═════ Testo dell'esercizio ═════

Dolore

Dolore, ancora troppo poco considerato

Alcuni anni fa non solo il dolore veniva poco considerato ma soprattutto esisteva una fobia verso l'utilizzo della morfina che per aspetti diversi coinvolgeva sia il paziente che il medico. E' quanto ha spiegato Salvatore Palermo, dirigente medico UOC Terapia antalgica IRCCS "San Martino - IST" di Genova in un'intervista durante il XVI Congresso Nazionale dell'Area culturale del dolore SIAARTI.

Alcuni anni fa non solo il dolore veniva poco considerato ma soprattutto esisteva una fobia verso l’utilizzo della morfina che per aspetti diversi coinvolgeva sia il paziente che il medico. E’ quanto ha spiegato Salvatore Palermo, dirigente medico UOC Terapia antalgica IRCCS "San Martino - IST" di Genova in un’intervista durante il XVI Congresso Nazionale dell’Area culturale del dolore SIAARTI.

“Molto si è fatto – afferma- per incrementare il consumo della morfina e si è riusciti nell’impresa. Purtroppo da un paio di anni si sta assistendo a un’inversione di tendenza nel senso che a partire dagli Stati Uniti e poi nel resto dell’Europa sta avanzando una politica di riduzione o comunque di un utilizzo “appropriato” di questo farmaco”.

═════

Consegna:
Ricopia integralmente il testo sul dolore, parola per parola e con la stessa punteggiatura. Per rispondere basati soltanto sul testo.

═════ Materiale fornito ═════

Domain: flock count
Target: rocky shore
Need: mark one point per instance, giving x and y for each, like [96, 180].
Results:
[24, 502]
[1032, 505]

═════
═════ Materiale fornito ═════

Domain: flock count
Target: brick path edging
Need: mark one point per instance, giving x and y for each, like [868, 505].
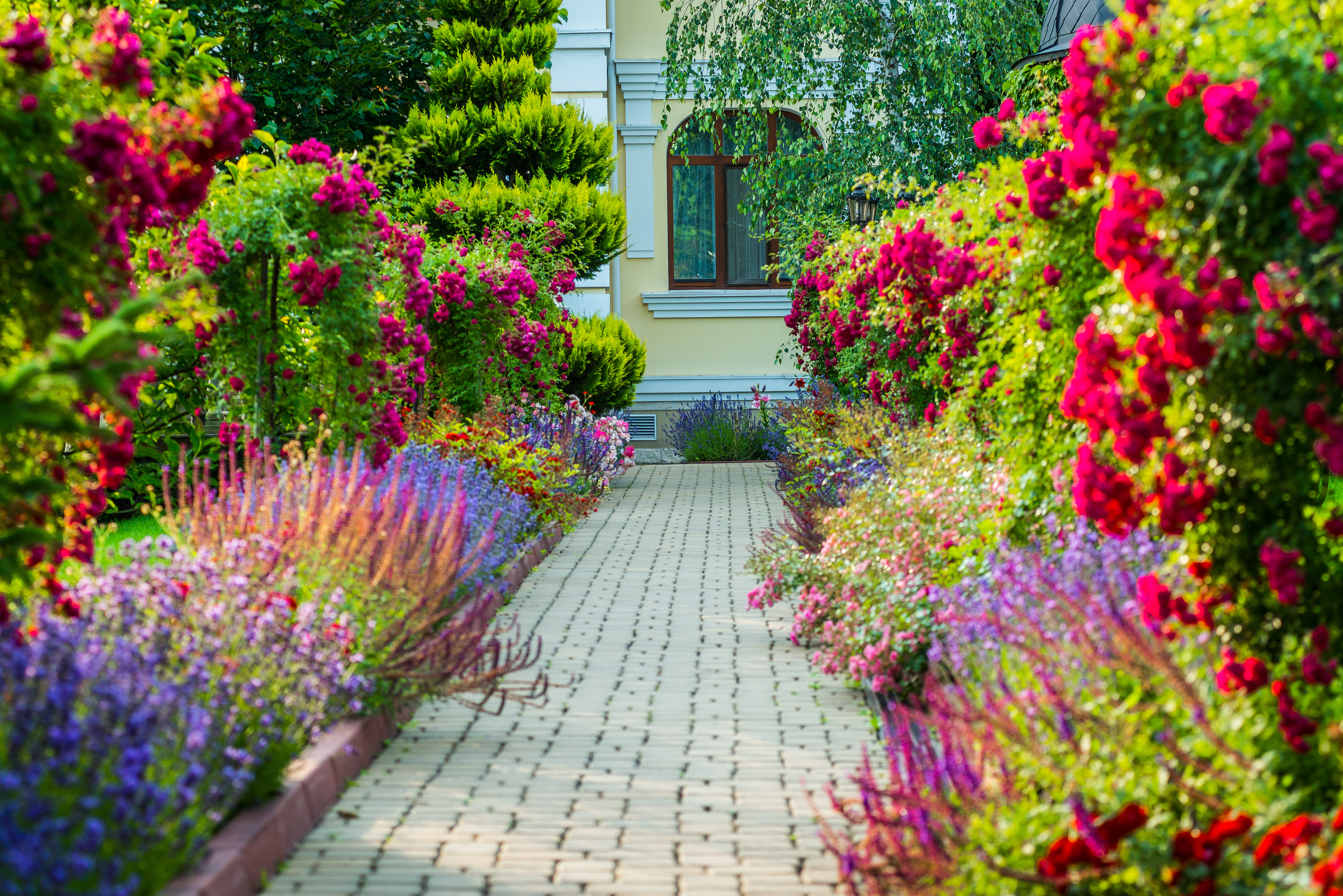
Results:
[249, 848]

═════

Risposta:
Dolore

Dolore, ancora troppo poco considerato

Alcuni anni fa non solo il dolore veniva poco considerato ma soprattutto esisteva una fobia verso l'utilizzo della morfina che per aspetti diversi coinvolgeva sia il paziente che il medico. E' quanto ha spiegato Salvatore Palermo, dirigente medico UOC Terapia antalgica IRCCS "San Martino - IST" di Genova in un'intervista durante il XVI Congresso Nazionale dell'Area culturale del dolore SIAARTI.

Alcuni anni fa non solo il dolore veniva poco considerato ma soprattutto esisteva una fobia verso l’utilizzo della morfina che per aspetti diversi coinvolgeva sia il paziente che il medico. E’ quanto ha spiegato Salvatore Palermo, dirigente medico UOC Terapia antalgica IRCCS "San Martino - IST" di Genova in un’intervista durante il XVI Congresso Nazionale dell’Area culturale del dolore SIAARTI.

“Molto si è fatto – afferma- per incrementare il consumo della morfina e si è riusciti nell’impresa. Purtroppo da un paio di anni si sta assistendo a un’inversione di tendenza nel senso che a partire dagli Stati Uniti e poi nel resto dell’Europa sta avanzando una politica di riduzione o comunque di un utilizzo “appropriato” di questo farmaco”.